[Excerpts of pointing data]
◆ ◆ ◆ ◆

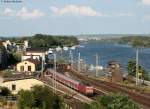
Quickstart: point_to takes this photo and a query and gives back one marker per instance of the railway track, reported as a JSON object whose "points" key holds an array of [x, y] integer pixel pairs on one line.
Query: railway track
{"points": [[112, 87]]}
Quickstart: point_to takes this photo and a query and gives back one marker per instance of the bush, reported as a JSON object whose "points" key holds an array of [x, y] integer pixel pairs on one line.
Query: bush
{"points": [[5, 91], [39, 97], [113, 101]]}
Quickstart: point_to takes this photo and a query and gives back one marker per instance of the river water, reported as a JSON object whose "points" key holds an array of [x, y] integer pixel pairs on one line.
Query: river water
{"points": [[112, 52], [108, 52]]}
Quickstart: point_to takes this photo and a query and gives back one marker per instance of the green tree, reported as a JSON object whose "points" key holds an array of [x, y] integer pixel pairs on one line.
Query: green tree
{"points": [[117, 101], [26, 99], [4, 91], [112, 101], [40, 97], [132, 70]]}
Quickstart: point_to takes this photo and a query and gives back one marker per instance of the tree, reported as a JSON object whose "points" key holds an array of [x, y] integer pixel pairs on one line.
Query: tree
{"points": [[113, 101], [4, 91], [132, 70], [117, 101], [26, 99], [39, 97]]}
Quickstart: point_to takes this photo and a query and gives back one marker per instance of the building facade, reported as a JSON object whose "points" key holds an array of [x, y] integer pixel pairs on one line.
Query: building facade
{"points": [[28, 65]]}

◆ ◆ ◆ ◆

Print each entry shown above with exact wording and no pictures.

Quickstart: point_to takes this photo and a query and gives back one marker per instance of the railway track, reported as a JSON object whose "points" key holds an array of [x, y] integer pixel pairs on one line.
Query: railway track
{"points": [[112, 87]]}
Quickstart: point_to takes this photo and a query and gives back one marker per instance of the bush, reported as a JSON object whose "points" key holds an array of [x, y] integer pixel pairs on one line.
Query: bush
{"points": [[5, 91], [39, 97], [113, 101]]}
Quickstart: point_to takes this photo and a query and gives back one marker per instance of the river water, reported as a JSON object whose "points" key holds an array of [x, y] integer pixel pairs on one line.
Query: river water
{"points": [[112, 52], [108, 52]]}
Quickstart: point_to takes this photo and a query and gives back one marker per instance of the green tree, reported as a JSON object whose "points" key holds an array of [x, y] integer pixel pairs on one line.
Query: green tree
{"points": [[117, 101], [26, 99], [4, 91], [112, 101], [40, 97], [132, 70]]}
Quickstart: point_to takes this photo and a query and gives back one marker per instance of the tree, reported as a JSON object whose "points" key holds an array of [x, y] integer pixel pairs on one line.
Query: tree
{"points": [[113, 101], [4, 91], [132, 70], [117, 101], [26, 99], [39, 97]]}
Quickstart: point_to takes this photo and a query and gives back one marker per instance of the building facade, reported as a JSON object whose "points" key holds an array of [x, y] integer pixel pairs on one line.
Query: building facade
{"points": [[28, 65]]}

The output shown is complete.